[TASK PROMPT] Copy each line of the records that holds the string "facial".

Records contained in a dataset

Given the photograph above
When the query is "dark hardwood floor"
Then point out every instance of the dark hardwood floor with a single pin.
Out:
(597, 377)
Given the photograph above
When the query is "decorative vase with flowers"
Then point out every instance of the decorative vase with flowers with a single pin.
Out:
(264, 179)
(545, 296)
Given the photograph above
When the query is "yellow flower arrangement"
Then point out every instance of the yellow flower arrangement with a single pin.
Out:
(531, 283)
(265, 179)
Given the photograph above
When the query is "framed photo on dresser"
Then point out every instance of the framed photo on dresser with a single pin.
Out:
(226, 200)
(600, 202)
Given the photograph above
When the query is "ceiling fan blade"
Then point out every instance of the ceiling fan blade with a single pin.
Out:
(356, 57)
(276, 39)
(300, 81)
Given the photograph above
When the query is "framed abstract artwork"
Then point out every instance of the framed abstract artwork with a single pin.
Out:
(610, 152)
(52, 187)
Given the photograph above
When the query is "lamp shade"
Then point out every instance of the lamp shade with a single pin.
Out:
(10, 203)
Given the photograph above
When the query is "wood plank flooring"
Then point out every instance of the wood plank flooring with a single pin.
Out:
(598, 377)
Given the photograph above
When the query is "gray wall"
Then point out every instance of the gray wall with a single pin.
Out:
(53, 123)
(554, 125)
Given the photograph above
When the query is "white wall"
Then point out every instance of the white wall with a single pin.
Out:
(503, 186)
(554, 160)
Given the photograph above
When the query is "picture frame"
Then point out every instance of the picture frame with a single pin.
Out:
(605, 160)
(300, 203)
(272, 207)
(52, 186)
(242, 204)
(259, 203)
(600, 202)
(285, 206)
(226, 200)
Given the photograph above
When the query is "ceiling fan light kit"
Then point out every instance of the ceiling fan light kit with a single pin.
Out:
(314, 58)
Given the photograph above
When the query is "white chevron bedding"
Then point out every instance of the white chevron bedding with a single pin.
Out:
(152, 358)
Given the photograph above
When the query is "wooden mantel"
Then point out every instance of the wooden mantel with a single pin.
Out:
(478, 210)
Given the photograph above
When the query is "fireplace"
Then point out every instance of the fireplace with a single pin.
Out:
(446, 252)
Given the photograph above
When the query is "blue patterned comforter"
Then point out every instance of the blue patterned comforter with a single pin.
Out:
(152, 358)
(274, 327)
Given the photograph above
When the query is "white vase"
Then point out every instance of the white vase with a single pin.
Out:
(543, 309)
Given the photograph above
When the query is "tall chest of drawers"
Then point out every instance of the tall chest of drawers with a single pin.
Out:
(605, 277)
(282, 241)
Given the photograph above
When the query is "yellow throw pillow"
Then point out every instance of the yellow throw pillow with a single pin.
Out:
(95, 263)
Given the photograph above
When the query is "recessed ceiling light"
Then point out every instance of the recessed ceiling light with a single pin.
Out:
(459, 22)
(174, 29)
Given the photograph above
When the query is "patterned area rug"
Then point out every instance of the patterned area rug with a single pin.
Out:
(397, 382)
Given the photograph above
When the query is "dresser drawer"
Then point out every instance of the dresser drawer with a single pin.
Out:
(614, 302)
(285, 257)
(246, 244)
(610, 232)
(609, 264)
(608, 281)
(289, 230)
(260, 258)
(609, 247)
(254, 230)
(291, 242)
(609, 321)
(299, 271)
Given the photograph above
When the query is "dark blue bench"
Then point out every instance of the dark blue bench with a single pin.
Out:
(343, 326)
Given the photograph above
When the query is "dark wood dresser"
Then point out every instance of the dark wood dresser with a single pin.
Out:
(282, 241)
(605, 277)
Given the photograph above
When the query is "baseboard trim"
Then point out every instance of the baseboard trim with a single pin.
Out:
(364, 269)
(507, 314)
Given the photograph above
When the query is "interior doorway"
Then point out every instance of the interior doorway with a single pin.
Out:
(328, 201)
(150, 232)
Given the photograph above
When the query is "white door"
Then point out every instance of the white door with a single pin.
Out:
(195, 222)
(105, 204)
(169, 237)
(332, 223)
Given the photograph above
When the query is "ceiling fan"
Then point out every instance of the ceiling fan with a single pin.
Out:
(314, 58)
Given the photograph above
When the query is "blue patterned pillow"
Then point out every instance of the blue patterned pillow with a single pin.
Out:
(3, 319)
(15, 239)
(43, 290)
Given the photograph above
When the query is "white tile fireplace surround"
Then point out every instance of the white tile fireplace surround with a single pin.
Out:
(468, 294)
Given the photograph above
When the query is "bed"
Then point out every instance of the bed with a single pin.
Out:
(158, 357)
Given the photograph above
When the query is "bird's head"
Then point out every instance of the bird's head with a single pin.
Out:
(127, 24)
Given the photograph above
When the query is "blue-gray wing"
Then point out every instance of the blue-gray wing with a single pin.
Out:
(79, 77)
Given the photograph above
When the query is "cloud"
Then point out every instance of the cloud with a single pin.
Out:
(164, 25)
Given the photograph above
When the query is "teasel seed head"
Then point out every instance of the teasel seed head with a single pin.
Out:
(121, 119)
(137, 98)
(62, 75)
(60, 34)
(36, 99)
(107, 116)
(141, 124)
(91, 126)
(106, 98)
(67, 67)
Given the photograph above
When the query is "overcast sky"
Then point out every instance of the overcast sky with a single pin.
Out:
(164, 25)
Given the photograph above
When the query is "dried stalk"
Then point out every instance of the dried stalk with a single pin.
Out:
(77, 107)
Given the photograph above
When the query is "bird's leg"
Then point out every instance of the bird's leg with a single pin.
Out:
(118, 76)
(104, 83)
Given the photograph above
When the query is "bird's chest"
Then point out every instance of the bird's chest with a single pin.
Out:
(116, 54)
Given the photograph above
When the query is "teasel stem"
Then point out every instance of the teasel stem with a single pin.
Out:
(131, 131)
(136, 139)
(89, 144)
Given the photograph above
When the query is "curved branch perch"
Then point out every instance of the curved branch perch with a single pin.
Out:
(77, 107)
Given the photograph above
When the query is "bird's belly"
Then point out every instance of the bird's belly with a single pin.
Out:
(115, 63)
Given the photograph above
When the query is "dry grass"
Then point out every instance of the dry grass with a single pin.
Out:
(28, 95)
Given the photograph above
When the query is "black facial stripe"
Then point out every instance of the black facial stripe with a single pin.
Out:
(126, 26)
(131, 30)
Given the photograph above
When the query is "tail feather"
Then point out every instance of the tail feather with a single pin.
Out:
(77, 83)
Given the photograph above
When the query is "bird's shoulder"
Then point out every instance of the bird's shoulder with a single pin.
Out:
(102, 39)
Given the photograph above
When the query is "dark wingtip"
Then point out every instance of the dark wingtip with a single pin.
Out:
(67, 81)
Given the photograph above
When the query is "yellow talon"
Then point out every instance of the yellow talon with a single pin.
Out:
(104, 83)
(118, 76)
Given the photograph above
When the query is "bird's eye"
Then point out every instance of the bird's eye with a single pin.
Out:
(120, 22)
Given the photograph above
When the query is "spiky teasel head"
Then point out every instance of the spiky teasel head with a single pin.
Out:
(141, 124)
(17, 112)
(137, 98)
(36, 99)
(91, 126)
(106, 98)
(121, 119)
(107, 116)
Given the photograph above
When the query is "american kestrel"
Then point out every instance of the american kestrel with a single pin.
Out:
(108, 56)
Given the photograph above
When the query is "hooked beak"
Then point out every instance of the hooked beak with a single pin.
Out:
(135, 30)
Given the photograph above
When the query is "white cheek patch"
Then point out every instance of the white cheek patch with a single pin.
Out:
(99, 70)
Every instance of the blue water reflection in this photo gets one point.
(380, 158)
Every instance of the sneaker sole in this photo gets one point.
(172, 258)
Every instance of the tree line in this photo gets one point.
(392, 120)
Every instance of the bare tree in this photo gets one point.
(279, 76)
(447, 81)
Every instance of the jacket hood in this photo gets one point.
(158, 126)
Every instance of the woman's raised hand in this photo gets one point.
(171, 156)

[REPLY]
When the query is "black facial stripe"
Then point out every instance of the black facial stripe with a single pin.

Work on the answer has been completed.